* [YOUR TASKS]:
1) In two sentences, what does the blog post on Akmal Shaikh's execution argue?
2) Answer these questions from the blog post on Akmal Shaikh's execution:
(a) What crime was Shaikh executed for?
(b) What mental illness did Shaikh have?
(c) How much heroin was enough for the death penalty under Chinese law?

Tuesday, December 29, 2009

Breaking the law

Lot of screaming in the media about Akmal Shaikh who was executed in China today for drug smuggling. I have a great deal of sympathy for his friends and family who have put up a major campaign to try and have his sentence commuted.
However I have little or no sympathy for Akmal Shaikh who smuggled drugs into a country where they have the death sentence for smuggling drugs. I also discount the mental illness aspect too, the man had bipolar disorder and whilst this is a mental illness it's not a debilitating one with regard to intelligence. He may have been in a fantasy world, but would still have known when on the opposing cycle that what he was doing was very wrong.
If you break the laws of a country that you are visiting then you have to face that countries legal system if caught, Shaikh had been found with more than 4kg of heroin, and being caught with 50g of heroin was enough for the death penalty under Chinese law. Now Shaikh might not have known about the death penalty but he certainly would have known that if caught he'd face justice.

* [INFORMATION PROVIDED]:

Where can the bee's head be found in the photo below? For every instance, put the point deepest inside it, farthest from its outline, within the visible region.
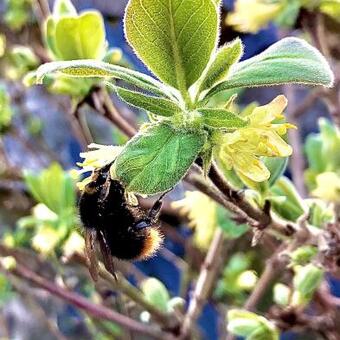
(98, 179)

* [RESULTS OF THE TASKS]:
1) Akmal Shaikh was executed in China for drug smuggling. The writer sympathizes with his friends and family but not with him, discounts his bipolar disorder, and holds that anyone who breaks a country's laws must face its legal system, noting he was found with more than 4kg of heroin when 50g was enough for the death penalty under Chinese law.

2)
(a) Drug smuggling.
(b) Bipolar disorder.
(c) 50g.